→ Records for this exercise

________________________

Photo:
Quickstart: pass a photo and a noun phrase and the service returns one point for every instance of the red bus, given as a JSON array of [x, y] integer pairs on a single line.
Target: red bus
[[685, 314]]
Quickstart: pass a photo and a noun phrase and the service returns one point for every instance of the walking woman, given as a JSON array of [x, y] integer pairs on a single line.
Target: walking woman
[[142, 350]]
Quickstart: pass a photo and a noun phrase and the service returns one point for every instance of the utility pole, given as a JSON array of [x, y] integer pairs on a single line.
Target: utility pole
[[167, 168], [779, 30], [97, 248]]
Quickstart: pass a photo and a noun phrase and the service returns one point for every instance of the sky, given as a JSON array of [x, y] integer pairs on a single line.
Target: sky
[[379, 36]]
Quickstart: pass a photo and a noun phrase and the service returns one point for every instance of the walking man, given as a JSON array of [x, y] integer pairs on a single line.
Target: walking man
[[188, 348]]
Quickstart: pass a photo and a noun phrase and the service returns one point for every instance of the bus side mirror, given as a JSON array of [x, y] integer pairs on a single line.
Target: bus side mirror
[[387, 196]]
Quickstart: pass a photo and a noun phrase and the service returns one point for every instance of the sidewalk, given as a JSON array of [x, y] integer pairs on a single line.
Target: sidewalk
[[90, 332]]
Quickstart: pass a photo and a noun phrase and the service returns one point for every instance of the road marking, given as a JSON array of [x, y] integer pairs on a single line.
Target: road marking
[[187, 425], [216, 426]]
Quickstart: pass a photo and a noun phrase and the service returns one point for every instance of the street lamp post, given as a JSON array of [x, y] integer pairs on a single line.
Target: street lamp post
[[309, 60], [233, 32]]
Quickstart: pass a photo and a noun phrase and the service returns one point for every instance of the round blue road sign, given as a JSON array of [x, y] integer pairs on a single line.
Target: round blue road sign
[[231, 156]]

________________________

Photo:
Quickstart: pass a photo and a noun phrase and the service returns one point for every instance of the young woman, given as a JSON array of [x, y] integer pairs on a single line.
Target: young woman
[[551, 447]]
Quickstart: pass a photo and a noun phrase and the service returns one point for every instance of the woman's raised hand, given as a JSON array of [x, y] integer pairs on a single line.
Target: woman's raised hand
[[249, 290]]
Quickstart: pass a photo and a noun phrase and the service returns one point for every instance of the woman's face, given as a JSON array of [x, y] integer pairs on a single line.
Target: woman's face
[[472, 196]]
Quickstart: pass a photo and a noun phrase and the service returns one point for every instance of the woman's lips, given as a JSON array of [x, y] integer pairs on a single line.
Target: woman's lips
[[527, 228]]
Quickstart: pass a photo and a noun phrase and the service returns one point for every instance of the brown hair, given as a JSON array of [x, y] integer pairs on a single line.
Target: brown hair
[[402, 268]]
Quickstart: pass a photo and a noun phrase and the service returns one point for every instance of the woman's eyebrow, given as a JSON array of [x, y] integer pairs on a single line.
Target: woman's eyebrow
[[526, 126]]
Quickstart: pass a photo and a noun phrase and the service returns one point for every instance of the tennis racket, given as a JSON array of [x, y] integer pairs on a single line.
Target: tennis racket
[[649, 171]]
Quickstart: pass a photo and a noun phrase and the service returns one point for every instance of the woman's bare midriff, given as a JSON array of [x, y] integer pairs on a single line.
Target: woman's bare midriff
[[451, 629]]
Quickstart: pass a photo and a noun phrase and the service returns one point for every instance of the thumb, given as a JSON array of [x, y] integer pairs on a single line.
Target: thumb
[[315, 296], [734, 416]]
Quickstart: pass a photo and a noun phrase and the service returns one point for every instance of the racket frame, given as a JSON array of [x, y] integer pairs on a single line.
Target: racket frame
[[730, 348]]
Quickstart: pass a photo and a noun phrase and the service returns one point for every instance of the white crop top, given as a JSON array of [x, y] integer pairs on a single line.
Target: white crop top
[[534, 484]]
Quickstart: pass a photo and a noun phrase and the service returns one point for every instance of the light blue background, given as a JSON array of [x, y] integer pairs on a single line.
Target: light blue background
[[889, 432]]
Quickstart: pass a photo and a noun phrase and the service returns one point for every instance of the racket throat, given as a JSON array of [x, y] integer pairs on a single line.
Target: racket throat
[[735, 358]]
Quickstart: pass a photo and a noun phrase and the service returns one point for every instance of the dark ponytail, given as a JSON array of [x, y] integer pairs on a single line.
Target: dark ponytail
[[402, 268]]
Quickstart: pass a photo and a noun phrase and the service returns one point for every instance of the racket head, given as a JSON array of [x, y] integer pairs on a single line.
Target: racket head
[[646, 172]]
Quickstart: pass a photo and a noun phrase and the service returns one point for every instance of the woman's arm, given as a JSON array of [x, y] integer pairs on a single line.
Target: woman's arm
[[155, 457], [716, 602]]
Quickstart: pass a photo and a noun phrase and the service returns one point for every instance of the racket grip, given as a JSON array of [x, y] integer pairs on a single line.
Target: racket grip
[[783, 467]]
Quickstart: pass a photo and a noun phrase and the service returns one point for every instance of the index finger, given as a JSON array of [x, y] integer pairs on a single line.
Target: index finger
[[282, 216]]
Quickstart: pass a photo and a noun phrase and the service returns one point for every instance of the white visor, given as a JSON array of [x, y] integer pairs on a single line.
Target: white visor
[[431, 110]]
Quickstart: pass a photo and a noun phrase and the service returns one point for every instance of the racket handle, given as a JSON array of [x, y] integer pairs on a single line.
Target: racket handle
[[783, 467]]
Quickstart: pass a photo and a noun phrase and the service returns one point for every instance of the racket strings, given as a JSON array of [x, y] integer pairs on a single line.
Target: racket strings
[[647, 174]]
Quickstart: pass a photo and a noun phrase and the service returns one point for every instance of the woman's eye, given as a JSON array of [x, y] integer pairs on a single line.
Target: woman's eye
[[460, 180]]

________________________

→ What to produce
Reproduce, without alteration, the lines of the records from the line containing "racket throat, given" through the line containing "[[646, 172]]", both lines included.

→ Written response
Quickstart: pass a photo and a noun phrase and the service returns one point for every instance of the racket throat, given as a JSON array of [x, y] integer pairs on a single line.
Target: racket throat
[[735, 358]]
Quickstart: pass a photo and a noun phrase and the service returns one point for every instance of the dark ponytail, given as a JSON array of [x, y] integer pairs on a single line.
Target: dark ponytail
[[402, 268]]
Quickstart: pass a photo and a noun phrase and the service returns one point for every instance of the racket head, given as a JSON array of [x, y] integer pairs on a single line.
Target: racket head
[[646, 172]]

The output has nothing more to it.